▸ **Using the information**
[A] From the announcement about the Wales Early Careers Awards, copy the passage starting with "Hatch Consultancy has" and going on through "pathways into work.".
[B] According to the announcement about the Wales Early Careers Awards, how much wellbeing value do apprenticeships generate per participant?
[C] Continue the announcement about the Wales Early Careers Awards from the point where it stops.

▸ **Document segment**
++++
Hatch Consultancy has announced the Wales Early Careers Awards, a new national awards programme recognising organisations across Wales for excellence in early careers practice.
The inaugural ceremony is planned for 2027. The awards are built on Talent Yfory (“Tomorrow's Talent”), Wales' first Early Careers Social Value Index, published by Hatch in June 2026.
The index draws on responses from more than 450 apprentices, graduates, students and employers across Wales, using social return on investment (SROI) methodology to measure the wellbeing value generated by early careers pathways into work.
The findings make the case for structured pathways: apprenticeships generate approximately £14,000 of wellbeing value per participant and graduate programmes approximately £10,000, compared with £7,000 for non-structured entry-level roles. The index measures five dimensions of wellbeing: confidence, purpose, belonging and autonomy, alongside stress and anxiety, as well as the barriers young people face in accessing work in the first place.
Jack Taylor, Director of Hatch Consultancy, said:
“Wales has never had a way to properly measure the wellbeing and social impact of how young people move into work. Talent Yfory gives employers, colleges, universities and policymakers a shared evidence base on not just whether early careers programmes work, but what they're actually worth to the people going through them.”
++++
▸ **Provided records**
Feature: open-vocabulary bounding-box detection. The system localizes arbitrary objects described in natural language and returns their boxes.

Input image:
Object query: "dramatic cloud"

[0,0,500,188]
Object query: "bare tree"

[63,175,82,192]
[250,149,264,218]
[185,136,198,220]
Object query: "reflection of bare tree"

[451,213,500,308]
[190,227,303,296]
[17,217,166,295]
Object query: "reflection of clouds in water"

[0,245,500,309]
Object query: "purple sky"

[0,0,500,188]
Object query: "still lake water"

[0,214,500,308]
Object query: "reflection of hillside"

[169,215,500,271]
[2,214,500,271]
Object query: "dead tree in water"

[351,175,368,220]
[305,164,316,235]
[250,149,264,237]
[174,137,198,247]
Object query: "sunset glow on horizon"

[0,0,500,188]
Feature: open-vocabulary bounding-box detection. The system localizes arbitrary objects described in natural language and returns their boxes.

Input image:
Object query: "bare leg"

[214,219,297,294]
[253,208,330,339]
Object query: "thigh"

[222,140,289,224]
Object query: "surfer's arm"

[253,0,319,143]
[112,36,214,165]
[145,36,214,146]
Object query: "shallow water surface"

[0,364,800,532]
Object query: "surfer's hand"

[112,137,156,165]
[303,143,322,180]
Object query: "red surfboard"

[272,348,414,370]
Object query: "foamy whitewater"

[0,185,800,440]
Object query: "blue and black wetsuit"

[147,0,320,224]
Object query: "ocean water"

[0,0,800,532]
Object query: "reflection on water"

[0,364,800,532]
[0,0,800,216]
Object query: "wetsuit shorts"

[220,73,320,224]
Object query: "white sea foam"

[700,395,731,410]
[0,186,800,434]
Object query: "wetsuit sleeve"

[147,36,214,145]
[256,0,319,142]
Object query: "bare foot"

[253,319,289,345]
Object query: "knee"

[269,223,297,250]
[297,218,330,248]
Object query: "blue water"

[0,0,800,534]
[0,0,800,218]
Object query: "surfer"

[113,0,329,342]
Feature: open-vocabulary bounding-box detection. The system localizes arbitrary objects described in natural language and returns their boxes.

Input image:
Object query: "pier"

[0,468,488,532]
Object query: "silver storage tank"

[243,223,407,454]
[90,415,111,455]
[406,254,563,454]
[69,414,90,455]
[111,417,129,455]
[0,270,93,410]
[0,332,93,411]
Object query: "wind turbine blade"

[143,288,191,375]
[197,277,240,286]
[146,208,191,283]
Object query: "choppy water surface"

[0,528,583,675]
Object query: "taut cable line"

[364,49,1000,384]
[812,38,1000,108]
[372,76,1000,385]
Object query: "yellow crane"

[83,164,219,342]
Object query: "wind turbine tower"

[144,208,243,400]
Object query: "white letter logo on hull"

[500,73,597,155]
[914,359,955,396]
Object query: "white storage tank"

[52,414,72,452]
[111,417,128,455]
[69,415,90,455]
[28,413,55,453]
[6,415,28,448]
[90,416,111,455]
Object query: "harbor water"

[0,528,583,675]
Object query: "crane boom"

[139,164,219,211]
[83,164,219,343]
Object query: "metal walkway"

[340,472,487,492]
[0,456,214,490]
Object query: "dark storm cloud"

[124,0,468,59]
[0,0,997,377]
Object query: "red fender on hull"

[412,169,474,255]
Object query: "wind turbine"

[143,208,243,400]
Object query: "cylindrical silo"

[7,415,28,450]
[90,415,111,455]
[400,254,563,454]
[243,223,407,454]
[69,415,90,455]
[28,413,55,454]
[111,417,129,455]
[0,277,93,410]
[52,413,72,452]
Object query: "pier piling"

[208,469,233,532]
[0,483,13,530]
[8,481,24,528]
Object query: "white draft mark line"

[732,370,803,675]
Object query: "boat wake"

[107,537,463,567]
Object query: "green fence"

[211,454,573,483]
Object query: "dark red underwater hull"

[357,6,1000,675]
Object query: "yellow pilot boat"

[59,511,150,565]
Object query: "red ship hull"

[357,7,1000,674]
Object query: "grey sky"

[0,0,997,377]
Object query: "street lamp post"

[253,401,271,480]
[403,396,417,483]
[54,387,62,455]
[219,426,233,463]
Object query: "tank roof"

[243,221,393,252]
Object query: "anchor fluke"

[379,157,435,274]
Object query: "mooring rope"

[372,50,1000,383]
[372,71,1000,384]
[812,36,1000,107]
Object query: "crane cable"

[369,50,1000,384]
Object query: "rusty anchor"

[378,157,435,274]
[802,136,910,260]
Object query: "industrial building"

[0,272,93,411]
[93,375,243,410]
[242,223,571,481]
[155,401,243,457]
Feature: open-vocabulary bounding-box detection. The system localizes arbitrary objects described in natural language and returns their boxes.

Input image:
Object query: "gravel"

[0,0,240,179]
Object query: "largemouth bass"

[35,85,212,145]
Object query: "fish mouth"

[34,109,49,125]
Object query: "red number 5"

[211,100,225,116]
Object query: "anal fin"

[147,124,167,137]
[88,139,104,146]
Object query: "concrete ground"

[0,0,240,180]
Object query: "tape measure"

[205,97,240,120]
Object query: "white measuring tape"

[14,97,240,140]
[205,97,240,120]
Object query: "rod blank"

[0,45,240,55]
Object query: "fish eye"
++++
▸ **Results in order**
[A]
Hatch Consultancy has announced the Wales Early Careers Awards, a new national awards programme recognising organisations across Wales for excellence in early careers practice.
The inaugural ceremony is planned for 2027. The awards are built on Talent Yfory (“Tomorrow's Talent”), Wales' first Early Careers Social Value Index, published by Hatch in June 2026.
The index draws on responses from more than 450 apprentices, graduates, students and employers across Wales, using social return on investment (SROI) methodology to measure the wellbeing value generated by early careers pathways into work.

[B] Approximately £14,000.

[C]
The index and awards come as a UK Government interim report published in May warned of a “generational fault line” in how young people move from education into work, with the UK rate of those not in education, employment or training (NEET) passing one million for the first time in more than a decade.
Jack said:
“The Milburn interim report has diagnosed the crisis at UK level. Talent Yfory shows what it looks like in Wales and what the evidence says works here. Structured pathways like apprenticeships, graduate programmes, and quality work experience are part of the answer. If we know what ‘good' looks like, we can invest in what works and inspire more employers to do the same.
“And this isn't just about young people. If people are happy in their roles, they're more productive and they stay. There's a direct link between social return on investment and business return on investment. Wales can do better, and Talent Yfory is the benchmark to aspire to.”
Hatch is now building a founding partner group for Talent Yfory, with some of Wales' leading early careers employers already on board.
“The response to the 2026 index has been overwhelming,” said Jack. “I'm now building on that momentum with a founding partner group, and an awards programme feels like the natural next step for the index, giving Wales the chance to celebrate what good early careers practice actually looks like, together, in one room.”
Further details on the 2027 index, founding partnership and awards ceremony will follow in the coming months.